Task prompt: Please continue the article below on the army's demolition of the Za'anin family homes in Beit Hanun, picking up after its final sentence.

Passage shown:
We
Dont Raze Homes for No Reason
By Amira Hass
Haaretz
09 June,2003
BEIT HANUN, Gaza - Ahmed
Za'anin's house now looks like some 1,200 other Palestinian homes: a
pile of rubble. On May 18, at about 7 P.M., IDF bulldozers knocked down
four houses, one partially, which belonged to the extended Za'anin family,
in Ezbat Beit Hanun in the northern Gaza Strip.
Usually, the IDF Spokesman's
Office reports why a house was demolished: It was the family of an arrested
terrorist, a wanted terrorist, a dead terrorist, the house was used
to shoot at soldiers, the neighborhood sheltered armed men or tunnels,
the house was built without a permit.
But this time, the IDF Spokesman's
Office had no records of the demolition of the four houses, so it did
not have any explanation for why the Za'anin homes were destroyed. "We
don't demolish houses for no reason. Maybe there was shooting there,
maybe there was involvement in terrorist activities," Haaretz was
told. But the fact remains: The same force that sent a bulldozer or
two and, as the homeowners watched, demolished their homes, did not
find it necessary to report the action to the IDF Spokesman's Office.
To the same extent, there
was no record of the Za'anin family having heard a nearby explosion,
in a street controlled by tanks and armored personnel carriers, at around
6 P.M. that day. About 20 minutes later the family, which was sitting
in the living room, heard the noise of the churning bulldozers.
"Suddenly we saw Jews
in the house," said Amana Za'anin. An officer and soldiers entered
through a breach they opened in the wall of the house. They aimed their
weapons at the family, and ordered them out. According to the family,
they were not allowed to take anything with them. Not even the mother's
head covering. The student daughter cried she didn't want to leave without
her books and notebooks. Her parents said that they had to drag her
away from "under the bulldozer."
Yesterday, the IDF Spokesman's
Office said "On May 18, there was an explosion caused by a jeep
hitting a land mine. Anti-tank rockets were fired at the forces and
then the unit shaved away the remains of a building that was already
demolished, and was uninhabited." The seemingly updated information
was far from the truth that was evident to the naked eye on the scene.
Is one supposed to deduce
that the decision to demolish the building was made on the spot, and
by the force, as an immediate reaction to the explosion and the anti-tank
fire, and the IDF Spokesman's Office knew nothing of that? Israeli society,
including the High Court of Justice, accepts the demolition of Palestinian
homes as just, and therefore self-evident. It's a short step from there
to the fact that three-and-a-half houses were destroyed by the army
without the IDF Spokesman's Office, the first address for such information,
knowing anything about it. Is that why the demolition unit was confident
of its actions and of not reporting them?

Available data:

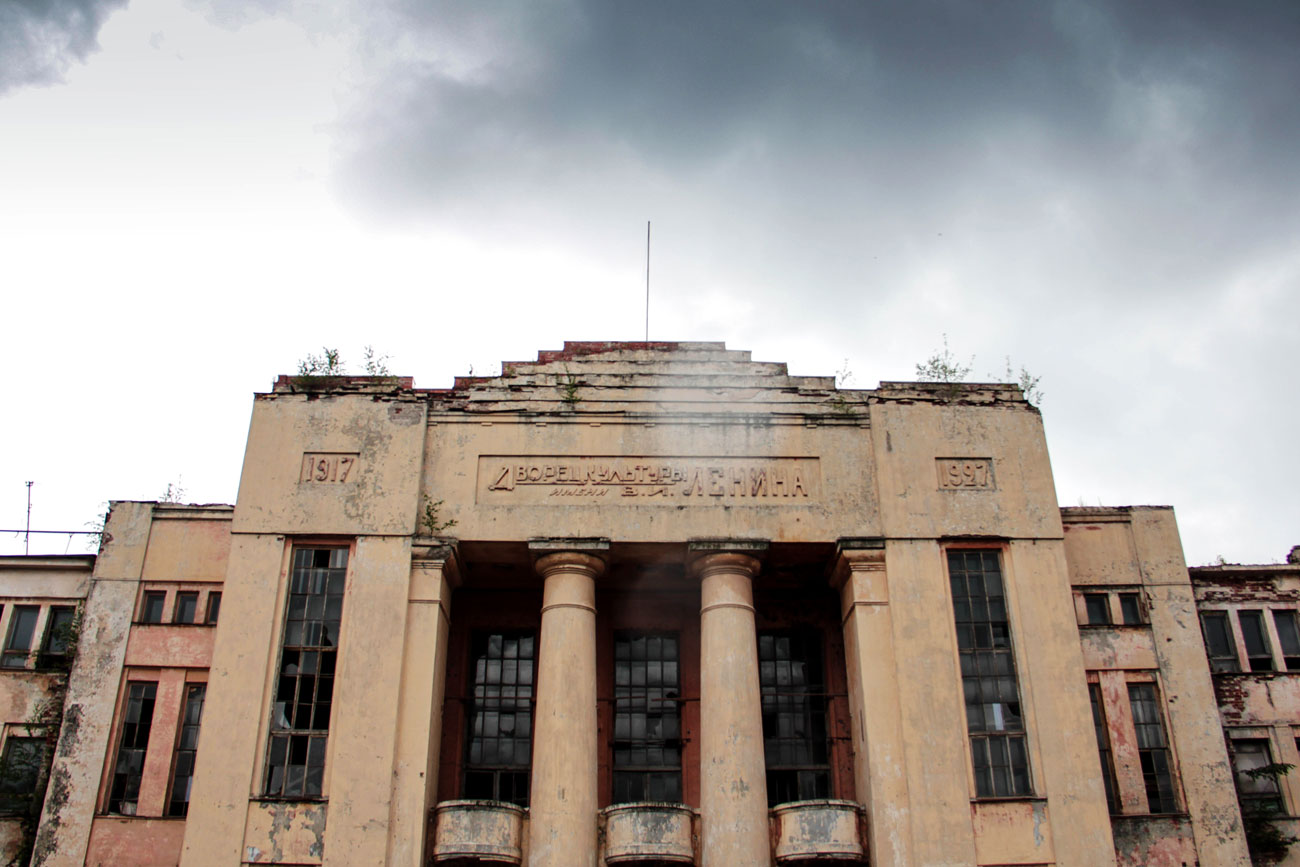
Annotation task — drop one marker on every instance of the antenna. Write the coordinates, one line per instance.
(26, 536)
(648, 281)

Output for this exercise:
Ezbat Beit Hanun is the western
neighborhood of Beit Hanun, where the IDF has been operating since May
15, to prevent the firing of Qassam rockets at Sderot. In the first
days of the operation, 10 rockets were fired from the Beit Hanun area,
six in the direction of Sderot. In the last 10 days, the rocket fire
has ceased.
The Za'anin houses were built
beside the main road in Gaza - Salah a -Din - which passes between the
neighborhood and the city center. One of the buildings was still under
construction. According to the Za'anin family, during the demolition,
a goat shed was destroyed; some of the goats were crushed under the
heavy machinery. Storehouses were demolished as well as some farm equipment,
including a tractor. A well-preserved 1960 Mercedes was destroyed, as
were beehives that were dragged and crushed, now scattered among the
rubble. More than 50 people lived in the four houses, and now they are
crowded in with relatives and neighbors. They cannot cross the street
- not even the oldest among them - to reach the city. The tanks prevent
that passage.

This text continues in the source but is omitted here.